TO DO: Rewrite the stretch from "II. ANALYSIS OF" through "for bulk CMOS." in the section on sub-22nm CMOS devices, renaming "TRAMS" to "the project" throughout.

— start PAGE —

II. ANALYSIS OF SUB-22NM CMOS DEVICES
The aim of TRAMS at the device level is to deliver key components of the preliminary design kits (PDK) for the bulk, FinFET, and III-V/Ge devices. These will include nominal compact models, design rules and statistical compact models that capture the evolution of the statistical device characteristics as a result of NBTI, PBTI, hot carrier degradation and oxide breakdown. First results have been obtained for bulk CMOS.
In statistical device simulation, the main sources of variability involved are random discrete dopants (RDD) and line edge roughness (LER). In order to extract statistical compact models for future technologies it is necessary to simulate an ensemble of devices; in this case we have simulated 200 microscopically different devices. The compact model extraction requires full ID-VG characteristics to be simulated at low and high drain voltages (VD=0.05V and VD=1.0V for the 18nm devices and VD=0.05V and VD=0.9V for the 13nm devices) for each one of the unique statistical samples within the ensemble. All the required simulations have been performed for the 18nm and 13nm n-and p-channel devices. Figure  1shows the structure and doping profile of such devices. Most device reliability problems are associated with generation of fixed charges or the trapping of electrons and/or holes in defect states in the gate stack during circuit operation. The effect of these fixed charges cannot be considered alone as their effect is inextricably linked to the other sources of variability, in particular the other discrete charges due to RDD. ID-VG curves for the 200 fresh devices have been re-simulated for three levels of degradation with assumed average trap densities of 10 11 cm . Figure 2 shows the results obtained for the 200 samples in a 18nm technology. A two-stage statistical compact model parameter extraction strategy has been implemented. During the first stage, a combination of local optimization and group extraction strategy is employed to extract the complete nominal set of BSIM4 parameter using the Glasgow statistical compact model extractor MYSTIC [1] .

— end PAGE —
— start RECORD EXCERPTS —

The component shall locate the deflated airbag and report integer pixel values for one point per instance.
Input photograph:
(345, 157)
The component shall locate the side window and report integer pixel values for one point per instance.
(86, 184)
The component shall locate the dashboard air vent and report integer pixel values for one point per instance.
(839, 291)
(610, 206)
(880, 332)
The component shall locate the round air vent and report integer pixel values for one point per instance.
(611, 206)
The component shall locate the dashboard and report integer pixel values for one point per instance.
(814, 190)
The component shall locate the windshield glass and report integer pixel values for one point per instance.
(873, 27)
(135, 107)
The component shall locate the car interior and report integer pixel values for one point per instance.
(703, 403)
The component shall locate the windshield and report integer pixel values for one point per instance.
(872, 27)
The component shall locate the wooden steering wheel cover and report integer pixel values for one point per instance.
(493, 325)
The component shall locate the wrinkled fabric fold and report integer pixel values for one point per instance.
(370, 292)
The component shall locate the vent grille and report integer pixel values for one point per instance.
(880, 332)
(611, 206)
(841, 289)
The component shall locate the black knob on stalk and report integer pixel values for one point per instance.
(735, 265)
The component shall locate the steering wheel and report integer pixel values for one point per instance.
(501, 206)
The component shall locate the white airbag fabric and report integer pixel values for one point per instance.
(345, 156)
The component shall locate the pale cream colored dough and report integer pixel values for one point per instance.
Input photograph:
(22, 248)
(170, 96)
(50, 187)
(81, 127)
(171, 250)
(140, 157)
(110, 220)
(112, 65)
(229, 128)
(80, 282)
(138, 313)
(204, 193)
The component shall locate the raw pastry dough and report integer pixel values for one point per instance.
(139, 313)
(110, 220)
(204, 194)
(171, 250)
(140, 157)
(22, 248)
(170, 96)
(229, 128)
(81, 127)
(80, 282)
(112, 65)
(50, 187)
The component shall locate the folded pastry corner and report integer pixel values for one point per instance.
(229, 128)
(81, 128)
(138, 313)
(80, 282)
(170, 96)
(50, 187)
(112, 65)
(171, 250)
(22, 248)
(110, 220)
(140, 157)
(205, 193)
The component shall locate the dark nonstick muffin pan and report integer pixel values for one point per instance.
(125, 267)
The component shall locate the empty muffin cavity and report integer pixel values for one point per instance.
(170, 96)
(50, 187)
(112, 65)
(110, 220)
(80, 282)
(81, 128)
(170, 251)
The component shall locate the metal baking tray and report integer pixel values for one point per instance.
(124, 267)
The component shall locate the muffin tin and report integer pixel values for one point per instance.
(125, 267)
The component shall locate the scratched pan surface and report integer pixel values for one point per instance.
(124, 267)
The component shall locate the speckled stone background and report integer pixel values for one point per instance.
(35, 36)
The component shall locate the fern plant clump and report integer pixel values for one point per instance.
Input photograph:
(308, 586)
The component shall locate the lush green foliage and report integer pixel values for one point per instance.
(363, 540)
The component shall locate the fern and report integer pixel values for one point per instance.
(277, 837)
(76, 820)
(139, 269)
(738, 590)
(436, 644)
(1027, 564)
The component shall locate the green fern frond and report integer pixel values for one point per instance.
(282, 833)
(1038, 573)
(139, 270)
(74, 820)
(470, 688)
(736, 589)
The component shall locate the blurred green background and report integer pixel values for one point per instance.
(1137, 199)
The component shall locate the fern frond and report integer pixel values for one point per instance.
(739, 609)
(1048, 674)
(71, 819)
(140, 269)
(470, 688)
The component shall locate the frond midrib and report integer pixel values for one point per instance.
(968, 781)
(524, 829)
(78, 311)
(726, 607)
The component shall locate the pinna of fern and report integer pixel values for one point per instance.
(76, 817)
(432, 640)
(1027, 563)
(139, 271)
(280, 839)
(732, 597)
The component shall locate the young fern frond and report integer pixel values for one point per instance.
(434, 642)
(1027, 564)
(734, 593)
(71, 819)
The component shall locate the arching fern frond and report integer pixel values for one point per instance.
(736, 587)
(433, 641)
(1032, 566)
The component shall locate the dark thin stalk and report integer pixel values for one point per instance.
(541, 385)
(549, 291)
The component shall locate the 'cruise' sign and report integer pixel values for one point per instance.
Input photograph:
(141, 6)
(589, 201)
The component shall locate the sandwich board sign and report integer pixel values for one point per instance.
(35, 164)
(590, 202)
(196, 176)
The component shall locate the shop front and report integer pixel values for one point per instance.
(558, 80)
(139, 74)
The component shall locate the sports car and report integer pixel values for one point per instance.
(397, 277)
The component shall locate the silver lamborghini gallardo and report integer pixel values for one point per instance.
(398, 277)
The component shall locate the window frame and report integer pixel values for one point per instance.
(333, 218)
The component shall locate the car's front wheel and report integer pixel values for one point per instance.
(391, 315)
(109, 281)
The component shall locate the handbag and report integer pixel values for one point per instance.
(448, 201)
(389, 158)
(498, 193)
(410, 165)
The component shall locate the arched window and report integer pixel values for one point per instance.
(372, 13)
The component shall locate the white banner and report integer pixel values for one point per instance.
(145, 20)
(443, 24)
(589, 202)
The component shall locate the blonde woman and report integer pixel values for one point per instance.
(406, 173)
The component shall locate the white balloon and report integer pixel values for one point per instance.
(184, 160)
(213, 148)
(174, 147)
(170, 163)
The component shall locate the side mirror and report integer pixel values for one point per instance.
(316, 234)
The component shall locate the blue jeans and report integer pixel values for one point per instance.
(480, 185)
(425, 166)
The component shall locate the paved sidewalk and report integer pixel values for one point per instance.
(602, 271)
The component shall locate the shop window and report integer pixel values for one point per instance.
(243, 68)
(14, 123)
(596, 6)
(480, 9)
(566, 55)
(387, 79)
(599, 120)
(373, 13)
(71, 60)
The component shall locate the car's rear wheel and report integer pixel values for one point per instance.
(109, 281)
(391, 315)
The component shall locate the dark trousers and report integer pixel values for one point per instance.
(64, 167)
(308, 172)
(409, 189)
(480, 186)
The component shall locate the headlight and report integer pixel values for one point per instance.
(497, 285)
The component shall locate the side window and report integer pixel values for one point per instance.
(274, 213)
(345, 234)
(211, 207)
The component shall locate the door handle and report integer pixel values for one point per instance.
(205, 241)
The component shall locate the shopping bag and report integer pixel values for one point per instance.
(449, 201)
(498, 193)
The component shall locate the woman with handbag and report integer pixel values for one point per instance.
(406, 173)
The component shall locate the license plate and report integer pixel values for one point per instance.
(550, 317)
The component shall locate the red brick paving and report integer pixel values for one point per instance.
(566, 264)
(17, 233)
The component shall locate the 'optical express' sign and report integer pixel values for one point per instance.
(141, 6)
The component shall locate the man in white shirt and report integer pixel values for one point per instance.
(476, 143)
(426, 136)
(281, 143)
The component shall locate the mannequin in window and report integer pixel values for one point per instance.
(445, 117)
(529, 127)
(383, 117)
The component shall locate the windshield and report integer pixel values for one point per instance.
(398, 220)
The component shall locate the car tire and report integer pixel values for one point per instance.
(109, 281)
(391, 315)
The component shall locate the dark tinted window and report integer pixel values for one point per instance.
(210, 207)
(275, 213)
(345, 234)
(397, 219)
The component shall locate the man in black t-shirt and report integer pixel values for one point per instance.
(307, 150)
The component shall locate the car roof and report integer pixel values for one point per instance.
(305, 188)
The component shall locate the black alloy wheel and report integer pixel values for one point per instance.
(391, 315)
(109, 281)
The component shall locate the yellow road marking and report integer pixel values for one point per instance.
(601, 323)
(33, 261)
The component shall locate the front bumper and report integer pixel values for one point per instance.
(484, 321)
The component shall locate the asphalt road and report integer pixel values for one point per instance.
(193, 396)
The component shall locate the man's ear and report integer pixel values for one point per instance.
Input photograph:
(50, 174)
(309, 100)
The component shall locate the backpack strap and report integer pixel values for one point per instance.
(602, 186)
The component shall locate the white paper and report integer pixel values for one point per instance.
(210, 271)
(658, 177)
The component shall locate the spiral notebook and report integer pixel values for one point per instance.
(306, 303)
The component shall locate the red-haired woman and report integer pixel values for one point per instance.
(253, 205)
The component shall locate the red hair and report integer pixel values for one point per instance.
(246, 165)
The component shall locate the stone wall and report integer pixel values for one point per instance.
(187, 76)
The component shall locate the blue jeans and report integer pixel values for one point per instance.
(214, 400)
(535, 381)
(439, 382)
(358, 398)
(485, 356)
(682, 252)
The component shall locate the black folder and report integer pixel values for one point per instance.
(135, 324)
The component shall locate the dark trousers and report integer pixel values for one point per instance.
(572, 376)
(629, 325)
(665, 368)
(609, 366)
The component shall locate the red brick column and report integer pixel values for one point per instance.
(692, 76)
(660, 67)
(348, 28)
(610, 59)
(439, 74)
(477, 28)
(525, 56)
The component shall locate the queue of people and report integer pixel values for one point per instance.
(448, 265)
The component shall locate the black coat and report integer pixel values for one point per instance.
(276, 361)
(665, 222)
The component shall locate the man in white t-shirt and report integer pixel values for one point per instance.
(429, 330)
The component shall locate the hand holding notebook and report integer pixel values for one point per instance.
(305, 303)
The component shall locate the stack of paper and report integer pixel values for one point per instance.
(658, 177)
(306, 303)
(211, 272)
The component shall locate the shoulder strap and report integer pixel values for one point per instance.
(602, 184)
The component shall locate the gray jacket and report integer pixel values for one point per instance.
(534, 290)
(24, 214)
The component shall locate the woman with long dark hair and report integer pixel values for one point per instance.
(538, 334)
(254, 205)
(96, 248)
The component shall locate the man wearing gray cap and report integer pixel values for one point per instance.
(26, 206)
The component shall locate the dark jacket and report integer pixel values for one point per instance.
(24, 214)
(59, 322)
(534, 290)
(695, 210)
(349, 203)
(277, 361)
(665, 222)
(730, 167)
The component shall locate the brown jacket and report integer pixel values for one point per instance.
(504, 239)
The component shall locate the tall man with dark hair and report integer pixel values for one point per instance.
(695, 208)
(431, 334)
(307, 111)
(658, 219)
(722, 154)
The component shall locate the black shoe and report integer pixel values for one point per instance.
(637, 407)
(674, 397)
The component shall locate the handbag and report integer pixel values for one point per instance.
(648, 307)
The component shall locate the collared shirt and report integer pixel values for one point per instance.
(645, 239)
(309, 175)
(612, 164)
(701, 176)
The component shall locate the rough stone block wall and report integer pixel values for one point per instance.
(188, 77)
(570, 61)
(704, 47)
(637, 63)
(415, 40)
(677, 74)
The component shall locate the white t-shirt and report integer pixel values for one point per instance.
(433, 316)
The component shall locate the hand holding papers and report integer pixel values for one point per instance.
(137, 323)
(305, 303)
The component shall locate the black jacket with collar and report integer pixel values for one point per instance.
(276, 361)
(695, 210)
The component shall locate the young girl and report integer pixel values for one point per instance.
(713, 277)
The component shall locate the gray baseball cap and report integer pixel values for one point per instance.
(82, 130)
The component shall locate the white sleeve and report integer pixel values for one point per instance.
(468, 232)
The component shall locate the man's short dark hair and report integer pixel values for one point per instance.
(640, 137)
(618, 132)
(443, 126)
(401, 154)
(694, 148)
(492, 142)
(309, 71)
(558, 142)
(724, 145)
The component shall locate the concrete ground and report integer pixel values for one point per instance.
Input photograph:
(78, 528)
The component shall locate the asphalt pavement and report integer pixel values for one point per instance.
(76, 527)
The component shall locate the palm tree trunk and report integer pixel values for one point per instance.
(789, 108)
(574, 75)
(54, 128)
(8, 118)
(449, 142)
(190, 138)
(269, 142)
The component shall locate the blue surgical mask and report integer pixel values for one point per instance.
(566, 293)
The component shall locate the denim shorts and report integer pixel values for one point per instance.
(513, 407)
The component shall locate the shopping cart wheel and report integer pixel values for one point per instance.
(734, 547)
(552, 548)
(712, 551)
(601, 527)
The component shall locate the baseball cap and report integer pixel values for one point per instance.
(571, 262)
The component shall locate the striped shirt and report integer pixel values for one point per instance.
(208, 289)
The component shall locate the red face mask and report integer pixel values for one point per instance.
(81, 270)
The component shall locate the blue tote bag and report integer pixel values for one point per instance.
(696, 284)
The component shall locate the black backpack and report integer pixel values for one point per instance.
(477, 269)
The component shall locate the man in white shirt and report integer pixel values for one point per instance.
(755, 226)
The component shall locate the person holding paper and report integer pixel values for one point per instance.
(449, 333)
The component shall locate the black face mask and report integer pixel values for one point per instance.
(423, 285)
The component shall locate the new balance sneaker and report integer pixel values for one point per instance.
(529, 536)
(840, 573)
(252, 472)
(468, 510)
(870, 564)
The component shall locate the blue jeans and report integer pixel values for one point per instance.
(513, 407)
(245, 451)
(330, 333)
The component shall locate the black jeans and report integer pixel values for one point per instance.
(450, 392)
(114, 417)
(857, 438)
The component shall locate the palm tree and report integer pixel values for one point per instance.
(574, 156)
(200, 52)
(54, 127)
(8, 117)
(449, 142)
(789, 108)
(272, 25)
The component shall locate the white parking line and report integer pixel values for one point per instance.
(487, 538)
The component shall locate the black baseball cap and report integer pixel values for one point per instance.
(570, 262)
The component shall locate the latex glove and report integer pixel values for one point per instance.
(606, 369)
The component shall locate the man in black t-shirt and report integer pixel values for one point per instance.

— end RECORD EXCERPTS —

EXERCISE RESULT:
II. ANALYSIS OF SUB-22NM CMOS DEVICES
The aim of the project at the device level is to deliver key components of the preliminary design kits (PDK) for the bulk, FinFET, and III-V/Ge devices. These will include nominal compact models, design rules and statistical compact models that capture the evolution of the statistical device characteristics as a result of NBTI, PBTI, hot carrier degradation and oxide breakdown. First results have been obtained for bulk CMOS.